To use all features of BackPACK, your model needs to entirely consist of supported layers. However, you are only interested in computing first-order extensions, which work in a slightly more general setting. To make BackPACK's first-order extensions work on an arbitrary network, you need to extend
only the supported layers, see e.g. this example in the docs.
Your network has linear and layer norm layers. BackPACK does not support nn.LayerNorm
at the moment, so you will only be able to compute the GSNR on the linear layers. If you would like to add support for nn.LayerNorm
to BackPACK, you can check out this example in the docs which explain how to support new layers.
Thank you very much. Is there a way to calculate fisher information matrix of the weights using the backpack library?
When I am trying to find the GSNR value using the backpack library with models built on timm, I am facing these errors. How can I solve these?
GOAL: I aim to calculate GSNR values for adapter parameters (used in the foundation model) over epochs.

:: INFORMATION PROVIDED ::
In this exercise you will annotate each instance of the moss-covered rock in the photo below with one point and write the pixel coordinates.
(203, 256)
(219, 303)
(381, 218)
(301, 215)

==

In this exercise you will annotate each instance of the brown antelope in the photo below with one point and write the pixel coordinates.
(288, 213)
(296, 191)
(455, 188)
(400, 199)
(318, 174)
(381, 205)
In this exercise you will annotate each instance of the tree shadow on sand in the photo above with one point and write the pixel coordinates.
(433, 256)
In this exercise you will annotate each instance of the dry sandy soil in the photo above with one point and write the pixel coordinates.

:: TASK SET ::
[a] According to the BackPACK thread, why can the GSNR be computed only on the linear layers of the network described there? Answer in one to three sentences.
[b] Write out the passage of the BackPACK thread starting with "Thank you very" and going on through "model) over epochs.".
Rely solely on the BackPACK thread and not on the listing.

:: EXPECTED RESPONSES ::
[a] The network contains linear and layer norm layers, and BackPACK does not currently support nn.LayerNorm. Because first-order extensions require extending only the supported layers, the GSNR can be computed only on the linear layers.

[b]
Thank you very much. Is there a way to calculate fisher information matrix of the weights using the backpack library?
When I am trying to find the GSNR value using the backpack library with models built on timm, I am facing these errors. How can I solve these?
GOAL: I aim to calculate GSNR values for adapter parameters (used in the foundation model) over epochs.